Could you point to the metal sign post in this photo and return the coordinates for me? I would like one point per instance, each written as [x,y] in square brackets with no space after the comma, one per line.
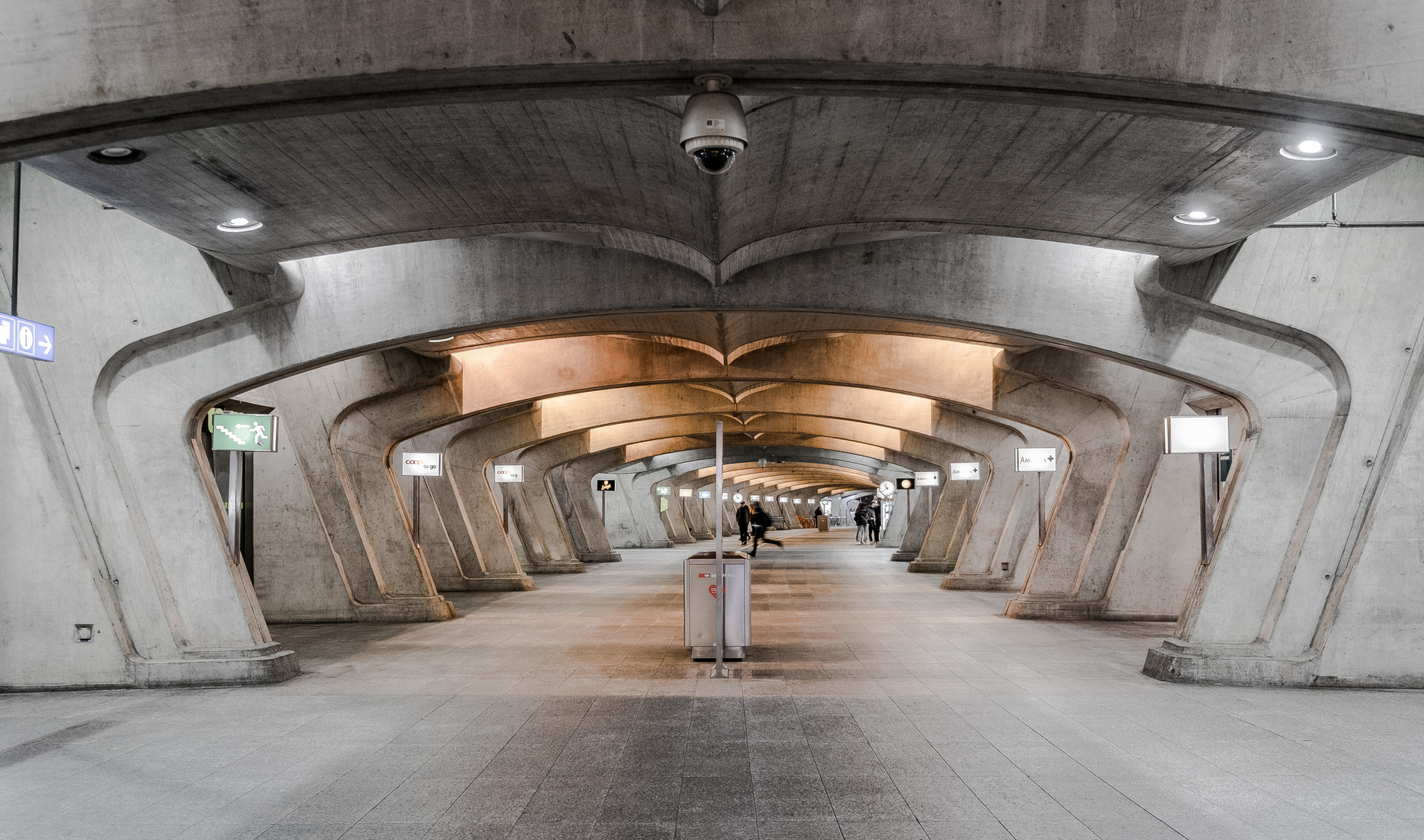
[236,435]
[604,486]
[1208,436]
[1038,460]
[234,499]
[719,670]
[418,466]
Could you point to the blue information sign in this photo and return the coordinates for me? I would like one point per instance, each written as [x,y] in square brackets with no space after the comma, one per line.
[26,338]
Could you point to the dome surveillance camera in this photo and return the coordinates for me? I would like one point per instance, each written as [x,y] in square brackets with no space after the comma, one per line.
[714,127]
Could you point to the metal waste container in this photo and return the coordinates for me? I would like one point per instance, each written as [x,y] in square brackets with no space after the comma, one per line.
[699,604]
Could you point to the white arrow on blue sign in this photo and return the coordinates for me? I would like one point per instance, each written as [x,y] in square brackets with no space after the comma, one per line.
[26,338]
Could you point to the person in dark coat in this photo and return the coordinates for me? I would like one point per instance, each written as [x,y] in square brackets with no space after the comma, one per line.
[761,521]
[862,520]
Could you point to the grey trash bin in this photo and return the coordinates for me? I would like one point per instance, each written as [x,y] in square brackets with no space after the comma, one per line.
[699,604]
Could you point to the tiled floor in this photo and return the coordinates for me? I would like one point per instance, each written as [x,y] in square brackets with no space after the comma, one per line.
[875,705]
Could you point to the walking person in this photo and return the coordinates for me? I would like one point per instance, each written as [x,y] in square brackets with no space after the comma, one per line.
[761,521]
[862,521]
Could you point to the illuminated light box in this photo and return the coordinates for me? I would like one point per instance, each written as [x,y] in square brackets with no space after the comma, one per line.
[1036,460]
[1196,433]
[964,471]
[421,463]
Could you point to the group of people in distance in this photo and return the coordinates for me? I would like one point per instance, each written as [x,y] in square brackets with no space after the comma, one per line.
[867,520]
[752,523]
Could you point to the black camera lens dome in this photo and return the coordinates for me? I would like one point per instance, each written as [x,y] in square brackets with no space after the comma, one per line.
[714,159]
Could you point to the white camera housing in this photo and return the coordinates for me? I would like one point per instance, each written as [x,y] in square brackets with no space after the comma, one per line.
[714,126]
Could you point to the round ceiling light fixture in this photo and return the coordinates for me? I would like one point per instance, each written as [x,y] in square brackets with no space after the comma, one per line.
[116,156]
[240,226]
[1196,218]
[1309,150]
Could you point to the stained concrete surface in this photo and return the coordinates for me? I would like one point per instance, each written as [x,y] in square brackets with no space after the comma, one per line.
[875,705]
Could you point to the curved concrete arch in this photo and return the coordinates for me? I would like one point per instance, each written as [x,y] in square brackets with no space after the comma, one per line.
[584,411]
[944,279]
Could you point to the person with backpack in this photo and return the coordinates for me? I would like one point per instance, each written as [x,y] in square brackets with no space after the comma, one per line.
[761,523]
[863,520]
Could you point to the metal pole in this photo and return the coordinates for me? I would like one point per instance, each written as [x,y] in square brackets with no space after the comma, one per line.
[234,500]
[1209,476]
[1043,521]
[415,526]
[15,248]
[719,670]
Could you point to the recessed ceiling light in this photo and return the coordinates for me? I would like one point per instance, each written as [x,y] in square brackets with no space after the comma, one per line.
[116,154]
[238,226]
[1196,218]
[1309,150]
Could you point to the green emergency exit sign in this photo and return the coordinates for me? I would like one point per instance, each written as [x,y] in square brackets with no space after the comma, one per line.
[250,433]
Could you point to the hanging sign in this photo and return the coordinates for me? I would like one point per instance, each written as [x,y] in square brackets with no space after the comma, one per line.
[1036,460]
[26,338]
[964,471]
[248,433]
[421,464]
[1196,433]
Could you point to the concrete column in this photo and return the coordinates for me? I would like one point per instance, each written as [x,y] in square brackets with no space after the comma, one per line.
[1115,450]
[318,554]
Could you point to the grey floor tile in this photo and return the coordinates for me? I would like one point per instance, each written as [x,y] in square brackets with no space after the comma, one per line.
[872,698]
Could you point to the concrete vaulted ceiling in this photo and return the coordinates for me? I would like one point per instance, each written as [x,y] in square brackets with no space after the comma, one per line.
[822,171]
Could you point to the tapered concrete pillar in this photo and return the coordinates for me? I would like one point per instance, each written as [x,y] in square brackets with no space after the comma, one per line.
[334,550]
[1115,450]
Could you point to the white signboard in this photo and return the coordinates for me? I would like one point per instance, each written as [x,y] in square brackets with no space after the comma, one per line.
[964,471]
[421,464]
[1036,460]
[1196,433]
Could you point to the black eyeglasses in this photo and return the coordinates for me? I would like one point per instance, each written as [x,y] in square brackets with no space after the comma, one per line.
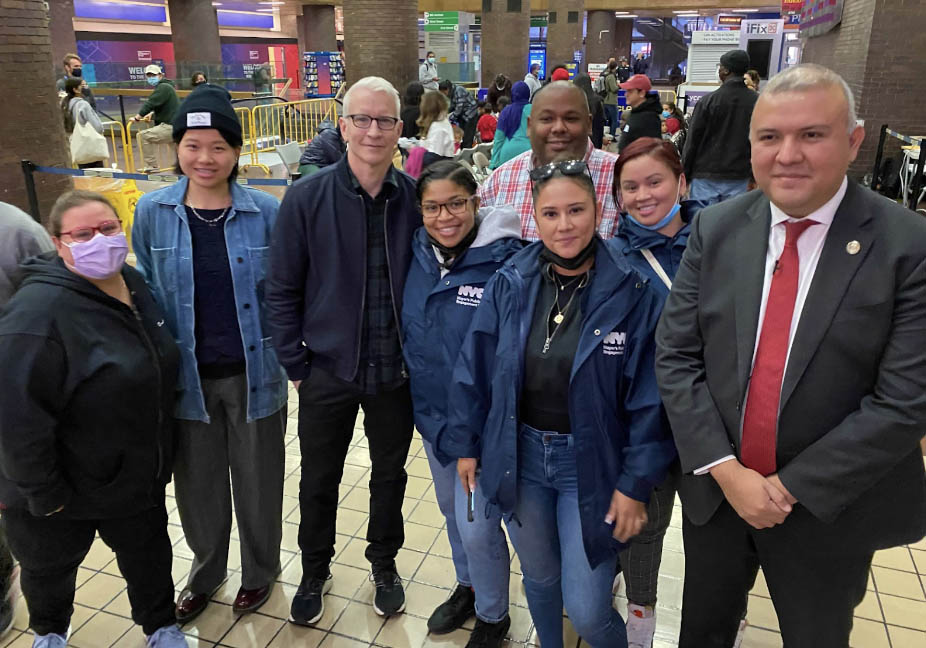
[566,167]
[364,121]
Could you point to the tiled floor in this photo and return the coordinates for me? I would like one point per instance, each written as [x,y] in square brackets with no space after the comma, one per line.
[893,614]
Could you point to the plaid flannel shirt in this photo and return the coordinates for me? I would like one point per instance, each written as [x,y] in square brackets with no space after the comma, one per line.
[510,184]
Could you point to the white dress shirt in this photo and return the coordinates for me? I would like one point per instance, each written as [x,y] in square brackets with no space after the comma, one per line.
[809,247]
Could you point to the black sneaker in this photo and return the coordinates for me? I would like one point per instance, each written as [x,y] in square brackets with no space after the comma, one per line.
[454,612]
[489,635]
[309,601]
[390,595]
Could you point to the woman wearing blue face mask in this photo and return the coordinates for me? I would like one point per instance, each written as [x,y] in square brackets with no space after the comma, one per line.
[648,185]
[89,372]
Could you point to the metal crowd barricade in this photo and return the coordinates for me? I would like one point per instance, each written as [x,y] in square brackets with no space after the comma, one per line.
[280,123]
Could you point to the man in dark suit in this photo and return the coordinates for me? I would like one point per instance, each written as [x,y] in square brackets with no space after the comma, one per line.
[792,366]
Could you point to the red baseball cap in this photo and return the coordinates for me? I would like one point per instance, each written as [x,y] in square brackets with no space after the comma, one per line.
[637,82]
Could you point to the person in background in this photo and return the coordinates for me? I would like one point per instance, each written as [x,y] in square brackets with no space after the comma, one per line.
[595,107]
[427,72]
[487,122]
[201,245]
[86,431]
[326,148]
[791,365]
[500,88]
[77,111]
[558,126]
[503,102]
[340,251]
[532,79]
[623,70]
[411,103]
[611,90]
[458,249]
[511,137]
[21,237]
[463,109]
[73,68]
[162,104]
[717,149]
[554,398]
[263,78]
[645,111]
[436,132]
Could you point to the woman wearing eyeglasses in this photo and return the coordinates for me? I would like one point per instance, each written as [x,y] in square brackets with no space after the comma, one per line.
[554,398]
[86,432]
[202,245]
[458,249]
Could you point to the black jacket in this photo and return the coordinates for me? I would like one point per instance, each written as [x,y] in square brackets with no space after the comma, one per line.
[317,279]
[326,148]
[717,145]
[644,121]
[88,395]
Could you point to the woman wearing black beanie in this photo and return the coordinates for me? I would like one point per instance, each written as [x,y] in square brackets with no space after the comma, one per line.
[202,247]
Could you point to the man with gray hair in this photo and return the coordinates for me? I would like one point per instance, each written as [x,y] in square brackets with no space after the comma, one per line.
[791,364]
[341,247]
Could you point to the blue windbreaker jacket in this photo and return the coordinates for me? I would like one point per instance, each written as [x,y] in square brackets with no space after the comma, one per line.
[615,411]
[437,311]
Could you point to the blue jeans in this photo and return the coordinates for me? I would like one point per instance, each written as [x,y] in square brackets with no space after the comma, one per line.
[547,534]
[479,548]
[711,192]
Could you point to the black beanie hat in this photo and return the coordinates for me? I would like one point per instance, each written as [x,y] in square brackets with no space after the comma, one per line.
[209,106]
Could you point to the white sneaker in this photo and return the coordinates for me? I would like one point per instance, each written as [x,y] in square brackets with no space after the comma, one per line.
[641,626]
[51,640]
[740,634]
[168,637]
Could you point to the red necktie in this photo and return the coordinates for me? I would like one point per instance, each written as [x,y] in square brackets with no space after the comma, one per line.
[760,422]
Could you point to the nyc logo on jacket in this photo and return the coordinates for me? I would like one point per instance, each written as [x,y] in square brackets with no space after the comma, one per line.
[469,295]
[613,343]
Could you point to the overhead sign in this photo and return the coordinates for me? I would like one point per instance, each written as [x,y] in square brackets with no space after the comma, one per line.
[820,16]
[729,21]
[441,17]
[715,38]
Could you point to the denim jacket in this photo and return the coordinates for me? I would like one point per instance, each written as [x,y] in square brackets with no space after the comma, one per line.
[163,246]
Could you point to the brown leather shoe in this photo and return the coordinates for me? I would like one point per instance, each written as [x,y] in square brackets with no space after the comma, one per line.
[250,600]
[190,606]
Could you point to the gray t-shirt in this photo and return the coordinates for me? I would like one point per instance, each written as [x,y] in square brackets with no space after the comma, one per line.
[20,238]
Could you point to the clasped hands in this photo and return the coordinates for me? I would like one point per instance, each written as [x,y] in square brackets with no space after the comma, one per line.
[762,501]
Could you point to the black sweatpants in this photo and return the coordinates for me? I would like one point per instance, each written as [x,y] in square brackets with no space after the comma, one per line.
[327,412]
[50,549]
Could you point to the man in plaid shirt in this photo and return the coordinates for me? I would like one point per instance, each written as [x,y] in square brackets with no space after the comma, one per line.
[558,128]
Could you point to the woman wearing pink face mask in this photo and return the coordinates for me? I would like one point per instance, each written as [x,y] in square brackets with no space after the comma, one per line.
[89,373]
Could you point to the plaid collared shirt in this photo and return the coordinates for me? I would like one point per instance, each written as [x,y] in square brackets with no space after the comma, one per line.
[510,184]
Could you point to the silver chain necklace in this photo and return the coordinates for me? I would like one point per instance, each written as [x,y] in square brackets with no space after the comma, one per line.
[212,222]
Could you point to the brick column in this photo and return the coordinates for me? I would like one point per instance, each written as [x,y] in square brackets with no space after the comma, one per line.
[599,38]
[316,28]
[564,33]
[31,123]
[879,50]
[381,39]
[194,29]
[505,39]
[61,27]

- - - - -

Take the line with "Could you point to the plaid collared" and all lines after it to the last line, and reproduce them exactly.

Could you point to the plaid collared shirt in this photo and return the coordinates for me? I would like one point per instance, each written as [x,y] in square brackets with no space after the comma, one per line.
[510,184]
Could you point to the silver chain necklace in this photo and return the coordinates for me? I would like one point per instance, each written as [x,y] in square brackets with no space after the comma, one per line.
[212,222]
Could you point to the brick column in this photo and return the coordinates for me? I would like one point per instance, each written as [x,y] in square brackets with no space after the comma, one per line.
[599,38]
[316,28]
[564,33]
[31,123]
[879,50]
[381,39]
[194,29]
[505,39]
[61,27]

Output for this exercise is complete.